[begin PAGE EXCERPT]

The function of the “scrubb column” (5) is principally to remove from the gas the heavy constituents such as benzene or cyclohexane the crystallization points of which are high and the solubility in LNG is low. The heaviest constituents of the gas are collected in liquid form in the tank of the column (5). Besides benzene, other constituents are entrained including LPGs (propane and butane), the condensates corresponding to the C5+ cut as well as a fraction of the ethane contained in the gas and dissolved methane. The fraction of extracted ethane is larger the lower the temperature of the reflux drum (8).

The extracted products are valorizable and are separated in the fractionation unit (11) (shown by the dotted lines) in order to be sold separately. Several arrangements of the fractionation columns exist and the simplest one is represented here, however the variants are easily accessible for a person skilled in the art. The liquids (12) originating from the column (5) are introduced into a column (13) called a deethanizer. From its head an ethane-rich cut (14) is extracted. This cut also substantially contains all of the methane dissolved in the liquid (12). In the tank a C3+ cut (15) is produced containing propane and all the products heavier than propane. This mixture (15) is introduced into the depropanizer (16) from which the propane (17) is removed at the head and a C4+ cut (18) at the tank. Finally, the latter is separated into commercial butane (19) and condensates (20) in the debutanizer (21). The separated products originating from the fractionation unit, namely propane (17), butane (19) and the condensates (20) are routed to their respective storage tanks before they are sold.

[end PAGE EXCERPT]
[begin RECORDS PROVIDED]

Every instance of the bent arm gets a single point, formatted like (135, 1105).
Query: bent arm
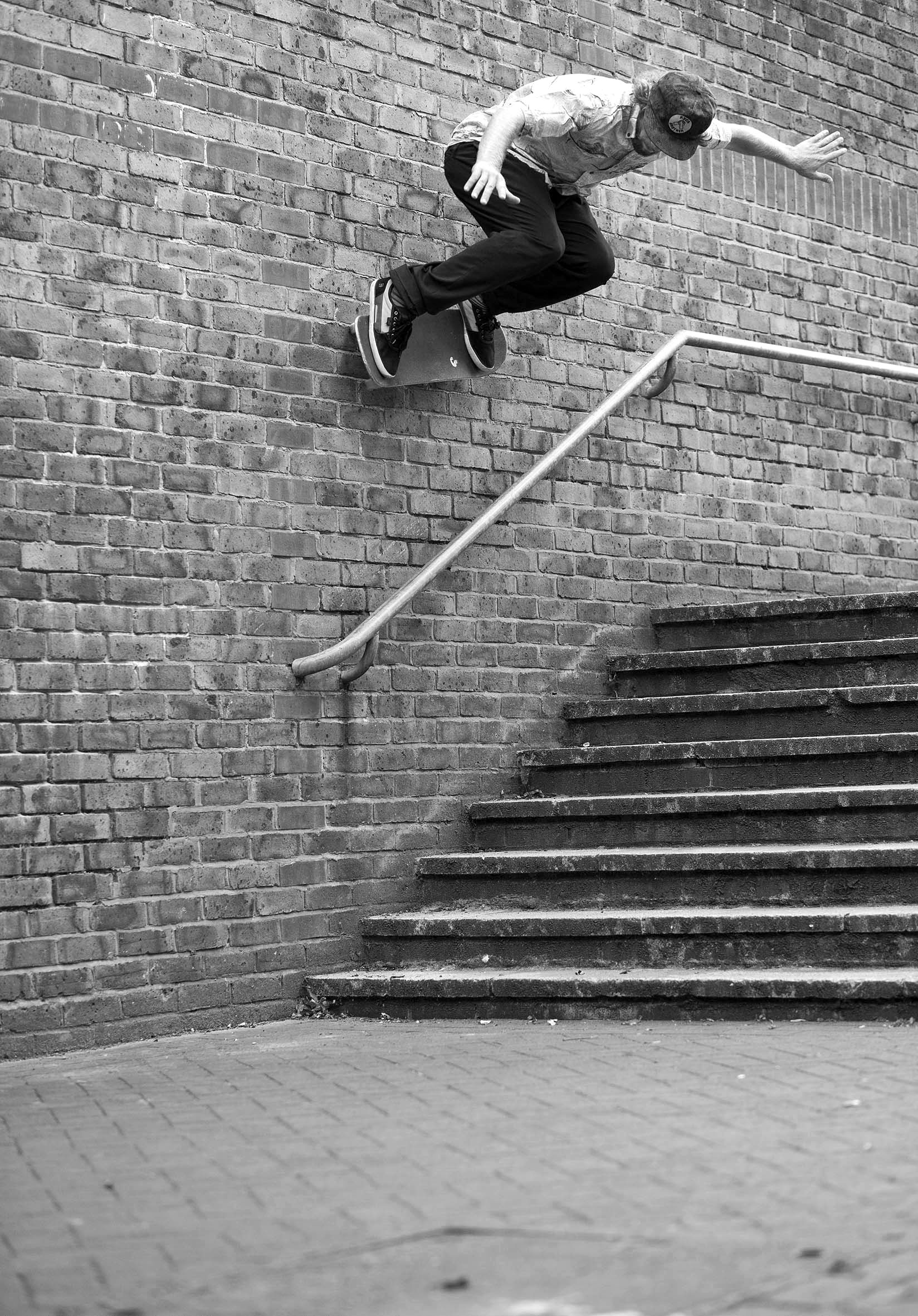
(486, 178)
(808, 157)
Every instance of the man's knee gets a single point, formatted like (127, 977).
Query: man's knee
(546, 249)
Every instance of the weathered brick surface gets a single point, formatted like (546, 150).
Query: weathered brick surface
(196, 488)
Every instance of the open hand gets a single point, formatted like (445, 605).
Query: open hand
(485, 181)
(813, 154)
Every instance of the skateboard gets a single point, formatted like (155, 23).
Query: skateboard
(436, 352)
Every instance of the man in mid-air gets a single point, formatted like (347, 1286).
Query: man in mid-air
(525, 169)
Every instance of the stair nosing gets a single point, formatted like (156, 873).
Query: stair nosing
(649, 803)
(749, 656)
(746, 748)
(782, 608)
(573, 924)
(649, 859)
(742, 700)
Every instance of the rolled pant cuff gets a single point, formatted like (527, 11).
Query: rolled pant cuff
(407, 286)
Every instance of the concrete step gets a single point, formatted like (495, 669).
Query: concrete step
(653, 877)
(629, 877)
(717, 670)
(699, 817)
(839, 936)
(769, 764)
(766, 622)
(760, 714)
(565, 993)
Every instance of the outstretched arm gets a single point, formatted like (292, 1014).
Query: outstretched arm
(808, 157)
(486, 177)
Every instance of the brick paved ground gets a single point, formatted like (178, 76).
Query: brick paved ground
(355, 1169)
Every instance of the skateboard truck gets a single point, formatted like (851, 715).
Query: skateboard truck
(655, 387)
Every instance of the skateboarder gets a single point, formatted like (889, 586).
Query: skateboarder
(524, 170)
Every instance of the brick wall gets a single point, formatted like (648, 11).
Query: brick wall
(196, 486)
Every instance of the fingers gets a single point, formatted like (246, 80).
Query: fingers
(485, 182)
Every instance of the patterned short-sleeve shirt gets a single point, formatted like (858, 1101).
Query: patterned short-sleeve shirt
(577, 131)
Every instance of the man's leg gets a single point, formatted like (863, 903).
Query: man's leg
(521, 240)
(587, 264)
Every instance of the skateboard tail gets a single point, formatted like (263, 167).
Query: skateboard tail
(436, 352)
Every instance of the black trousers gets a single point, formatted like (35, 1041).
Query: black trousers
(541, 252)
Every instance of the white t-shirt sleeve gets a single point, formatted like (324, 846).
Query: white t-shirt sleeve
(554, 107)
(716, 135)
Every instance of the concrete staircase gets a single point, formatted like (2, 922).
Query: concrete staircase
(733, 834)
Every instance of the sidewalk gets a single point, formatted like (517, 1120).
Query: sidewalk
(337, 1168)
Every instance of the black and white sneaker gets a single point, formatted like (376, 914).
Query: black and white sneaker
(479, 326)
(390, 328)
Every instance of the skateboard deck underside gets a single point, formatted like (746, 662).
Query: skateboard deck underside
(436, 352)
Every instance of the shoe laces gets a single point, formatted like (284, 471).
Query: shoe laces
(400, 324)
(485, 320)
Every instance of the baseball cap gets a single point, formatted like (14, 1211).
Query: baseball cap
(679, 111)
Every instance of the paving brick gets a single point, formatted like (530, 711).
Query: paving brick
(494, 1166)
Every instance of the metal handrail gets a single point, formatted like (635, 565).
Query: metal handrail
(366, 636)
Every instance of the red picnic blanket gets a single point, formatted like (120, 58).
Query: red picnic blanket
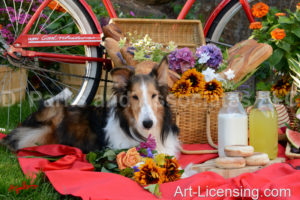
(73, 175)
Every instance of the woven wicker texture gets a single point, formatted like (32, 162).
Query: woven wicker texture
(185, 33)
(189, 113)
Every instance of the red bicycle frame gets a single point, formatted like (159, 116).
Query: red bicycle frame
(27, 40)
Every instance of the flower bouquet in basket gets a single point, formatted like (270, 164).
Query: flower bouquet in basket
(142, 164)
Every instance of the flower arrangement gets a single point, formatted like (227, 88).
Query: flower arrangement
(143, 48)
(281, 31)
(200, 73)
(142, 164)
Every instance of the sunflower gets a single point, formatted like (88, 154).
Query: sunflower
(212, 90)
(260, 10)
(150, 173)
(196, 78)
(281, 88)
(278, 34)
(182, 87)
(255, 25)
(172, 170)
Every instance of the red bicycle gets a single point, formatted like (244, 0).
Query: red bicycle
(35, 29)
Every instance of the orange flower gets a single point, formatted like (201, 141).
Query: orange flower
(212, 91)
(255, 25)
(129, 159)
(260, 10)
(54, 5)
(278, 34)
(150, 173)
(280, 14)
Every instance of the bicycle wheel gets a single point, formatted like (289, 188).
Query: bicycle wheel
(228, 21)
(45, 79)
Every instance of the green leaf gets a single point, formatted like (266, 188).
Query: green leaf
(154, 189)
(296, 31)
(285, 20)
(110, 155)
(285, 46)
(276, 57)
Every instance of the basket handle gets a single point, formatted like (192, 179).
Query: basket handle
(208, 134)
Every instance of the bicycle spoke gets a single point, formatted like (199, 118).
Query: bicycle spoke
(36, 24)
(42, 28)
(55, 20)
(19, 14)
(27, 13)
(9, 15)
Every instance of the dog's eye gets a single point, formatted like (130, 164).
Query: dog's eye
(135, 97)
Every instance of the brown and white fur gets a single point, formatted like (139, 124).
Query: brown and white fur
(138, 108)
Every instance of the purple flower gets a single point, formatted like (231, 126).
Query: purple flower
(132, 13)
(213, 52)
(181, 60)
(149, 153)
(136, 169)
(150, 143)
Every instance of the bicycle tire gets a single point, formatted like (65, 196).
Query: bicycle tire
(222, 19)
(92, 71)
(90, 91)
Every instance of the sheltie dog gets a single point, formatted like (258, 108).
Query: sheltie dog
(137, 108)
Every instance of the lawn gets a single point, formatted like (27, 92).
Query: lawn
(10, 171)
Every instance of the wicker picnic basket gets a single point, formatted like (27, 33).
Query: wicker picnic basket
(185, 33)
(196, 118)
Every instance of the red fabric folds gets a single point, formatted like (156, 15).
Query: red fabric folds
(71, 174)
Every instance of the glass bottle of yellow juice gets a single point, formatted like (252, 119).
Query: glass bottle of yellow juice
(263, 126)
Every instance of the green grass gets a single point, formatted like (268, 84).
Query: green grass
(11, 174)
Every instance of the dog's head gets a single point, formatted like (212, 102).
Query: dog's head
(141, 97)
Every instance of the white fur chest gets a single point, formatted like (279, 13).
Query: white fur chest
(116, 137)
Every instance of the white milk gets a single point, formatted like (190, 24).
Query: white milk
(232, 130)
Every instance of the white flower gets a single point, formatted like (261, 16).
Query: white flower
(209, 74)
(229, 74)
(203, 58)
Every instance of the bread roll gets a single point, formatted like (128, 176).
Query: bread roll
(230, 162)
(238, 150)
(257, 159)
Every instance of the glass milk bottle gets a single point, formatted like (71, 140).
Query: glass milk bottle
(232, 123)
(263, 126)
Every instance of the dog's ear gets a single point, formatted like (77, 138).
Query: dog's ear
(121, 75)
(161, 71)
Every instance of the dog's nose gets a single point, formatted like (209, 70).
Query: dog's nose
(147, 124)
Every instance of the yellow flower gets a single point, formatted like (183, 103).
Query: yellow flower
(182, 87)
(196, 78)
(281, 88)
(278, 34)
(212, 90)
(260, 10)
(149, 173)
(255, 25)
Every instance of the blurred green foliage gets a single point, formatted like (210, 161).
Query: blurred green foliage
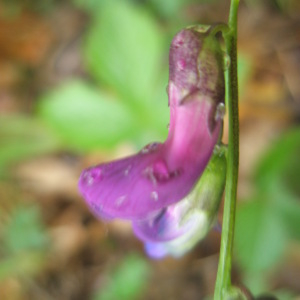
(24, 243)
(22, 137)
(127, 281)
(124, 52)
(271, 218)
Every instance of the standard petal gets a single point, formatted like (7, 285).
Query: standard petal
(160, 174)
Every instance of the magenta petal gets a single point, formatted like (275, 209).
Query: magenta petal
(161, 174)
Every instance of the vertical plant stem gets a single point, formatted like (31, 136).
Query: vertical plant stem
(223, 283)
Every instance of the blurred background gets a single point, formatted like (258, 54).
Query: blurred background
(84, 81)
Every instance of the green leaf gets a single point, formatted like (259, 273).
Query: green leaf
(22, 137)
(127, 281)
(260, 235)
(123, 49)
(85, 118)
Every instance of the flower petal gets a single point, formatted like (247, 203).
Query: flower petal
(159, 175)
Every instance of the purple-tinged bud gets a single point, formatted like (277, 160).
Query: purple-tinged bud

[end RECORDS PROVIDED]

▶ **GOALS**:
• A. Reproduce the part of the gas processing passage starting at "The function of" and ending at "reflux drum (8).".
• B. According to the gas processing passage, why is the scrub column used to remove heavy constituents such as benzene or cyclohexane from the gas?
You won't need any of the entries to complete this work.

▶ **ANSWERS FOR THIS EXERCISE**:
• A.
The function of the “scrubb column” (5) is principally to remove from the gas the heavy constituents such as benzene or cyclohexane the crystallization points of which are high and the solubility in LNG is low. The heaviest constituents of the gas are collected in liquid form in the tank of the column (5). Besides benzene, other constituents are entrained including LPGs (propane and butane), the condensates corresponding to the C5+ cut as well as a fraction of the ethane contained in the gas and dissolved methane. The fraction of extracted ethane is larger the lower the temperature of the reflux drum (8).

• B. These constituents have high crystallization points and low solubility in LNG.